TEXTE CHOISI:
= = = =

Variations spéculaires sur le droit d’ingérence
Comme je l’avais subodoré la semaine dernière en voyant mes voisins de palier accueillir un camion, je suis maintenant le dernier locataire de l’immeuble. L’appartement devient un centre de tri : ce que je jette, ce que je garde et dans quelle catégorie. Du coup, quand je vais au sport pour une séance rapide, c’est plutôt pour me reposer et lire en pédalant.
« […] grand-père disant, la main gauche levée ainsi qu’il le faisait toujours quand il s’apprêtait à me dire quelque chose d’important, c’est à la maîtrise qu’il a du temps qu’on mesure la richesse véritable d’un homme, et j’entends bien profiter des dernières années qui me restent à vivre pour donner libre cours à ce que, là-bas, dans cette maison qui m’est devenue aussi odieuse qu’à toi, on nomme mes inepties de vieillard sénile, je veux maintenant perdre mon temps […] » (Frédérique Clémençon, Traques, p. 115-116)

= = = =

EXERCICES:
- a) Dans le texte choisi, à quoi le grand-père dit-il qu'on mesure la richesse véritable d'un homme ?
- b) Quelles sont toutes les informations que fournit la référence entre parenthèses à la fin du texte choisi ?
Les lignes de données n'ont aucun rapport avec le texte choisi.

= = = =

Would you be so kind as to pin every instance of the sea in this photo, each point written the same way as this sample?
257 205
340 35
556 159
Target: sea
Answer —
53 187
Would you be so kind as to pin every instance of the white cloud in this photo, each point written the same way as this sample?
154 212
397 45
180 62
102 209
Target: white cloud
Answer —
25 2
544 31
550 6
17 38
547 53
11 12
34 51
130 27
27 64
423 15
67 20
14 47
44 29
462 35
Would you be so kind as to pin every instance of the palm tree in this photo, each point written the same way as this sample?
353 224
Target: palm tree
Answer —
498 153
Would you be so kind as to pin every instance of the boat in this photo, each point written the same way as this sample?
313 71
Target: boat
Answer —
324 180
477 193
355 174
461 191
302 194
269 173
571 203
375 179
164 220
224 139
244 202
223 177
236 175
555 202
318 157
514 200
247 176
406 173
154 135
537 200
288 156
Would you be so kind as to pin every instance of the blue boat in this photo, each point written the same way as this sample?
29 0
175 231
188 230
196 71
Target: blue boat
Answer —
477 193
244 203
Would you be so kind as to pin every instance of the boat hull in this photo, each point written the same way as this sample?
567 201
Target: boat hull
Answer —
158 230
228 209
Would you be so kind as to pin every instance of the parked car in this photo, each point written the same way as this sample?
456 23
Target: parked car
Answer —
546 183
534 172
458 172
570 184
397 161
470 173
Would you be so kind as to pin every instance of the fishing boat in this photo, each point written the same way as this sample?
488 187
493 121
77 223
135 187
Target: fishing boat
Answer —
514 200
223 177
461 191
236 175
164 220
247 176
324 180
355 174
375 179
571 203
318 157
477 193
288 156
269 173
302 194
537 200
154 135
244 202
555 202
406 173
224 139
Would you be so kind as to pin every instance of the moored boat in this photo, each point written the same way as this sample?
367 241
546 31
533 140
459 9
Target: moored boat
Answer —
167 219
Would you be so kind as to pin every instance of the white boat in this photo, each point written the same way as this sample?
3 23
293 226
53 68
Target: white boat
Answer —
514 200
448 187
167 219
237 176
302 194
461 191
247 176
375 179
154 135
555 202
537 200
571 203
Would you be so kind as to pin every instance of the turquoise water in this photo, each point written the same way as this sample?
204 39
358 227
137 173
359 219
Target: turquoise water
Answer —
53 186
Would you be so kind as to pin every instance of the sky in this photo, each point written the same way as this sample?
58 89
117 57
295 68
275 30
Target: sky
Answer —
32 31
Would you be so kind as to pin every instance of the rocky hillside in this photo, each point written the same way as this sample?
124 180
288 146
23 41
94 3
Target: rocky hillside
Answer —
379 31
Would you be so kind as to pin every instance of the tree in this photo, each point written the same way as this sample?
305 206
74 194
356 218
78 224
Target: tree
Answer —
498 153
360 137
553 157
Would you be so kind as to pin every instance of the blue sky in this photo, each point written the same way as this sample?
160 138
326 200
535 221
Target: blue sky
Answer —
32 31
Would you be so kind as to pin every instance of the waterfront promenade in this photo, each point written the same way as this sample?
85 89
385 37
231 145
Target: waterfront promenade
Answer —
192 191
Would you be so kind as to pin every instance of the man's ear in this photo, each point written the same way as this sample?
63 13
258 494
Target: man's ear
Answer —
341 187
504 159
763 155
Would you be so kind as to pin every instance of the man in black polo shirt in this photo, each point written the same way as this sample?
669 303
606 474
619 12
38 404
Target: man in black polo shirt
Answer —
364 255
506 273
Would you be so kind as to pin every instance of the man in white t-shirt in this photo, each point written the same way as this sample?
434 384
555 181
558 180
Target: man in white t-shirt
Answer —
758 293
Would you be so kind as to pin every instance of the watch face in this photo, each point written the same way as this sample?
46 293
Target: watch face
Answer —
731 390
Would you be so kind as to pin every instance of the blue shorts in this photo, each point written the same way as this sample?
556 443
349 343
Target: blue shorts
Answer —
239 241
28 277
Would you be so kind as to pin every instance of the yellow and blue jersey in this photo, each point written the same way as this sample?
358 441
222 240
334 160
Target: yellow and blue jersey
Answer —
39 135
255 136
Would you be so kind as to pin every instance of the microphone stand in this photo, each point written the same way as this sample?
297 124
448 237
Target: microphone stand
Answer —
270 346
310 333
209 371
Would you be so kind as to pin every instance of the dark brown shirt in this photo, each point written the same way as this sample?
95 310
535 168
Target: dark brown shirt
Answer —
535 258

= = = =

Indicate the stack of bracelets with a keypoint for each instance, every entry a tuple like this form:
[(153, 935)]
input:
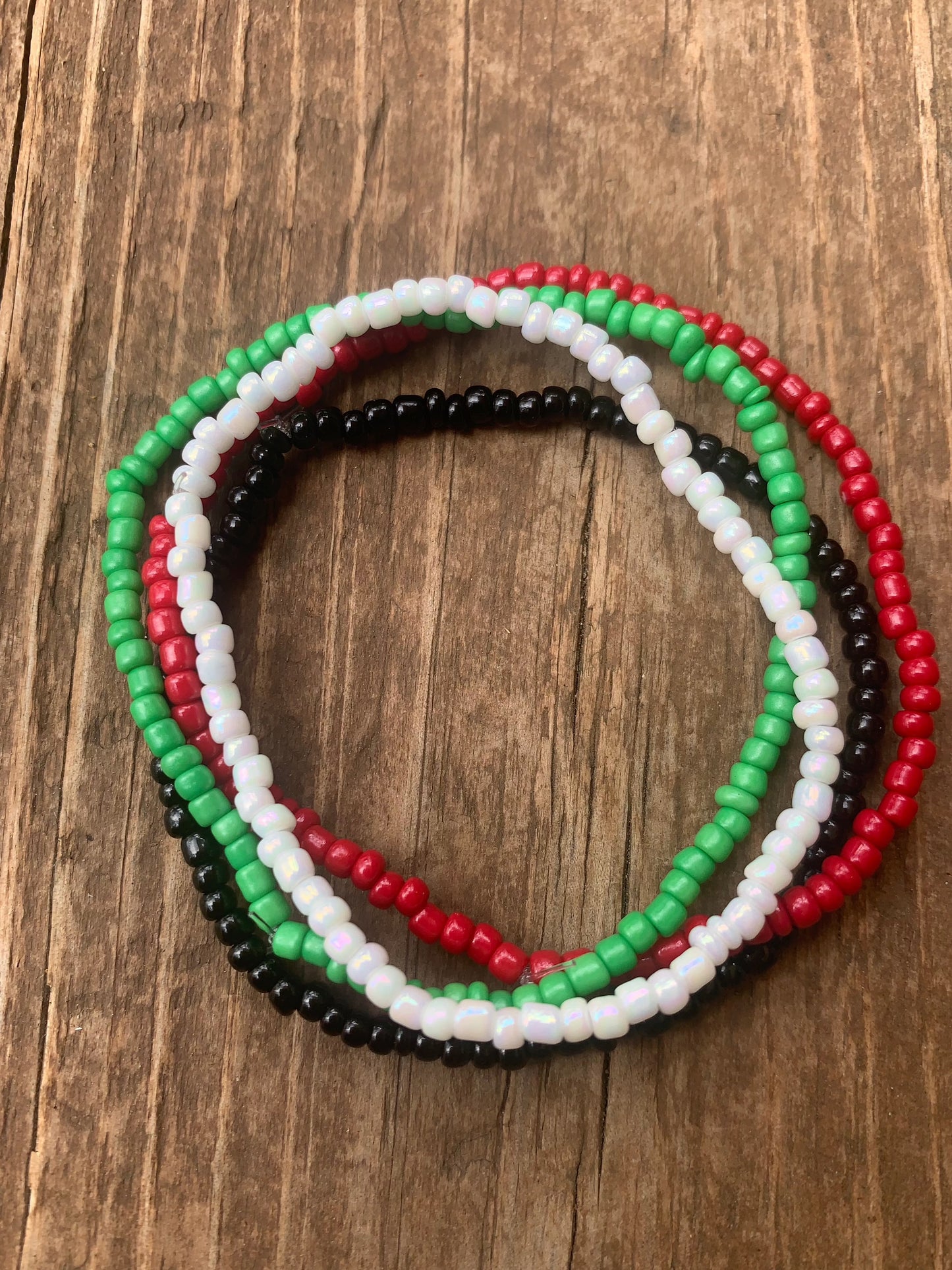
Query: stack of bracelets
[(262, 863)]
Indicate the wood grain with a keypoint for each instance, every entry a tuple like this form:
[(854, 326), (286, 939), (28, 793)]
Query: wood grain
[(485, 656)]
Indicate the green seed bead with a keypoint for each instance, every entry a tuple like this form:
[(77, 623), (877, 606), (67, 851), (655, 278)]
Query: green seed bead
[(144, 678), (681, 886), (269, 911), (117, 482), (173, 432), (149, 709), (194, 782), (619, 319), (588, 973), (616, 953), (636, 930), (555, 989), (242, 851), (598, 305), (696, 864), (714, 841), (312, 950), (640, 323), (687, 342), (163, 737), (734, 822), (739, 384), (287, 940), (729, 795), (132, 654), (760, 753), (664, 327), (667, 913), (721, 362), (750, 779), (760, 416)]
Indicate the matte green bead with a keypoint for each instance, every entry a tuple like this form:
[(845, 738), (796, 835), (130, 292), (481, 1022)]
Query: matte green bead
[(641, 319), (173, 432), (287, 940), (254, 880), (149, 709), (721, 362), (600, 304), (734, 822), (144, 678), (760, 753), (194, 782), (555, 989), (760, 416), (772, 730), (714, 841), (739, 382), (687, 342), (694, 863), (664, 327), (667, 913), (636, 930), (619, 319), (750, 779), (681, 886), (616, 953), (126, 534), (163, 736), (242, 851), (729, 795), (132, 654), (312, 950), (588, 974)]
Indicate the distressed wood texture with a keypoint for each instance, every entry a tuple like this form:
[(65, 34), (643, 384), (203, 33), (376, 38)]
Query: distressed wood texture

= = = =

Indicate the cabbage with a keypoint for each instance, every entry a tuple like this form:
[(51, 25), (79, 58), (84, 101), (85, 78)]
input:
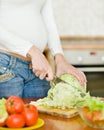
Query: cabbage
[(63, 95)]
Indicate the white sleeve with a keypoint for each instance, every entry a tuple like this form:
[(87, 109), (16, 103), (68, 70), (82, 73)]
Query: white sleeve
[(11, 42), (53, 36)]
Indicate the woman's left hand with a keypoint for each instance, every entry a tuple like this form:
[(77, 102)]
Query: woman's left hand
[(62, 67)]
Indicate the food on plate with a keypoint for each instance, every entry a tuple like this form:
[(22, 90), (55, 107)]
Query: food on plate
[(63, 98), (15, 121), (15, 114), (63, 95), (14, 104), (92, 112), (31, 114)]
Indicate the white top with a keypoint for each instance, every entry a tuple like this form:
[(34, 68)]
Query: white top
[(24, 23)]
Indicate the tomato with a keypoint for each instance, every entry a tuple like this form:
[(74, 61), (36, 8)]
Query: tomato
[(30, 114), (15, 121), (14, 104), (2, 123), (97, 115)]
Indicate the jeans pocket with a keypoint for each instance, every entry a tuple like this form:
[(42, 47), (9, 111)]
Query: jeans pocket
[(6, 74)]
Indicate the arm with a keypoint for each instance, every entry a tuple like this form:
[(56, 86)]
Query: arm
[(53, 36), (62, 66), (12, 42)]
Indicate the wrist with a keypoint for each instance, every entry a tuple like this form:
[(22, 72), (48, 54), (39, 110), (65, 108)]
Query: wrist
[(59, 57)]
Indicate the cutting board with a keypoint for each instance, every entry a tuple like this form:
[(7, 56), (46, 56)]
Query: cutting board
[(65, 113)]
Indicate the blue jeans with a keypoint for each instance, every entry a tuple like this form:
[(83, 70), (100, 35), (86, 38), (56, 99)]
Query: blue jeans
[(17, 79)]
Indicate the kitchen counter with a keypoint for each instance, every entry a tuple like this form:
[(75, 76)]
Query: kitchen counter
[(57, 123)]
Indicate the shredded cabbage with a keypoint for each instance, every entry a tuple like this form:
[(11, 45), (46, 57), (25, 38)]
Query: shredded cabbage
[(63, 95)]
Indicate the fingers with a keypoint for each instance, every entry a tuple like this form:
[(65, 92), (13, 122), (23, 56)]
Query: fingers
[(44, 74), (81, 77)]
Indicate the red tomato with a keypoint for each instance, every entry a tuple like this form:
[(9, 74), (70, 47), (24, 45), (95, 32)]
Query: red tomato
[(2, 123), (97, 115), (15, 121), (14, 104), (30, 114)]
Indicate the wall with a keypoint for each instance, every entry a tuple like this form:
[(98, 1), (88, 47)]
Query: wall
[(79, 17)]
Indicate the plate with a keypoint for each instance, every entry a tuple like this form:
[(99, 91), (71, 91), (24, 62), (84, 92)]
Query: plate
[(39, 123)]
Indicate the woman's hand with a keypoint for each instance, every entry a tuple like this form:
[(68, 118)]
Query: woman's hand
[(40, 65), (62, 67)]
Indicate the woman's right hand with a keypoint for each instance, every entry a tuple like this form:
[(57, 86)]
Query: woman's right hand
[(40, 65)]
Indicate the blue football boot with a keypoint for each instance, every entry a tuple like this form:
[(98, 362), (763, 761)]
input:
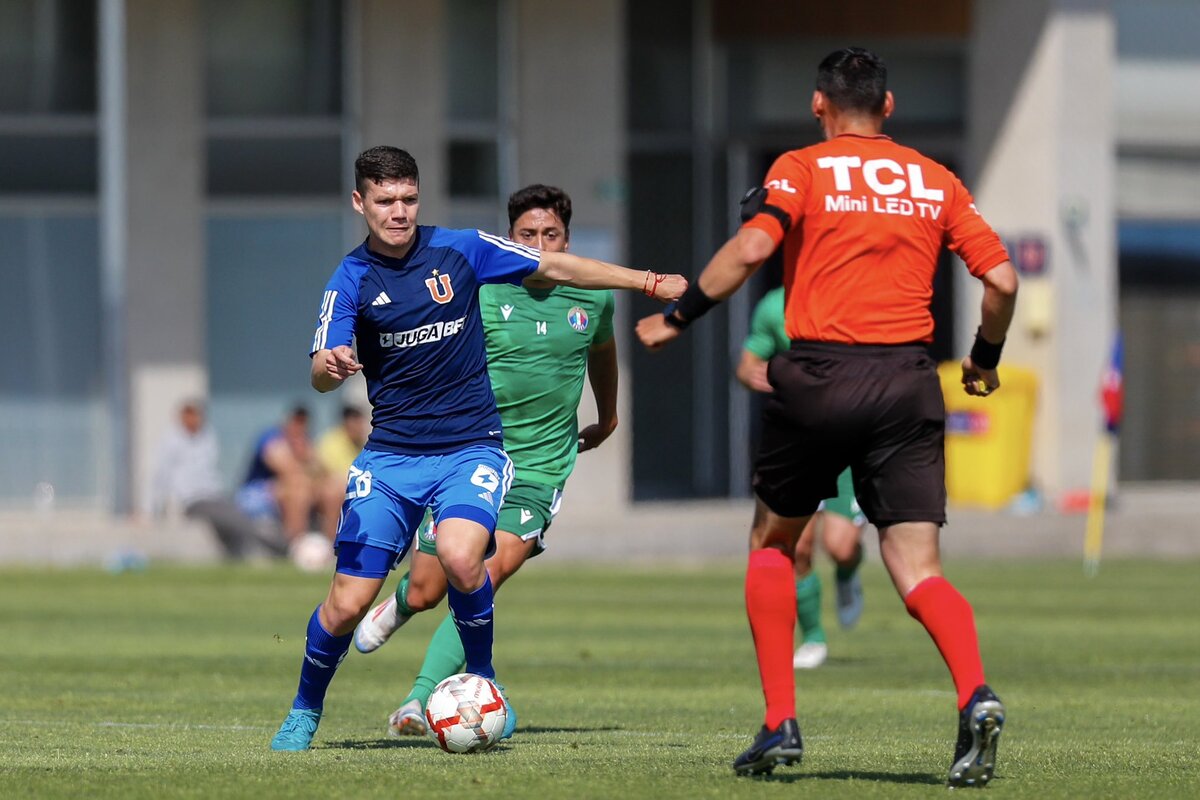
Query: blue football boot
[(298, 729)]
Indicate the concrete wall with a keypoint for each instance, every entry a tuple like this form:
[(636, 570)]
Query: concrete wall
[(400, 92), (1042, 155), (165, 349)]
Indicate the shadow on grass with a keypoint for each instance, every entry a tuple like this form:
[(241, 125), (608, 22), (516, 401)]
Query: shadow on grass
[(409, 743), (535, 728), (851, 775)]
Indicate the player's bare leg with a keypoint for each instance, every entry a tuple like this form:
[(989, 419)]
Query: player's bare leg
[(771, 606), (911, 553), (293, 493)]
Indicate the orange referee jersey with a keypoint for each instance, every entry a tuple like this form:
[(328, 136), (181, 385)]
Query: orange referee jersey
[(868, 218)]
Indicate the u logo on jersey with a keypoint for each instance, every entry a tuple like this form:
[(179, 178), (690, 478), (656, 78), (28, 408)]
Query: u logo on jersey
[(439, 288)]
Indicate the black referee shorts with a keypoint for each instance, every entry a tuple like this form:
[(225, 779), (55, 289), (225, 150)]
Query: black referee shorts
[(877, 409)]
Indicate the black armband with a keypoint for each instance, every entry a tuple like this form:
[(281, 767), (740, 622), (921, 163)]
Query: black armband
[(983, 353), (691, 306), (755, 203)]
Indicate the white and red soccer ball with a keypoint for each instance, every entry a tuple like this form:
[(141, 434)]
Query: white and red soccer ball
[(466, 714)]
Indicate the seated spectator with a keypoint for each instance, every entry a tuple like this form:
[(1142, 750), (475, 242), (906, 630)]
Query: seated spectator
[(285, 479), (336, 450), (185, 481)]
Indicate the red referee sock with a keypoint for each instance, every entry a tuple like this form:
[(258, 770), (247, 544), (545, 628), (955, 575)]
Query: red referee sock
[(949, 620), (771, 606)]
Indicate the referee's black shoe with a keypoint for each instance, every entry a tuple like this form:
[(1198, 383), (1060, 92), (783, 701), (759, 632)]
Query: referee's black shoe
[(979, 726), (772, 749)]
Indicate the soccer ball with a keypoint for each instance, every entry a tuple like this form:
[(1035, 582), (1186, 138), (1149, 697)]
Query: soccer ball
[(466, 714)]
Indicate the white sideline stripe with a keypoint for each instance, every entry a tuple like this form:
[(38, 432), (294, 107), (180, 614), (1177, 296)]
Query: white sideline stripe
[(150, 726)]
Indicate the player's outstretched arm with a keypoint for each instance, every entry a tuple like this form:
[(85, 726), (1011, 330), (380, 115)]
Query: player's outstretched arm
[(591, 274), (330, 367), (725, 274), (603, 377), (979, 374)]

= = = =

RÉPONSES PAR EXERCICE:
- a) À la maîtrise qu'il a du temps.

- b)
- Le nom : Frédérique Clémençon
- Le titre : Traques
- Les pages : 115-116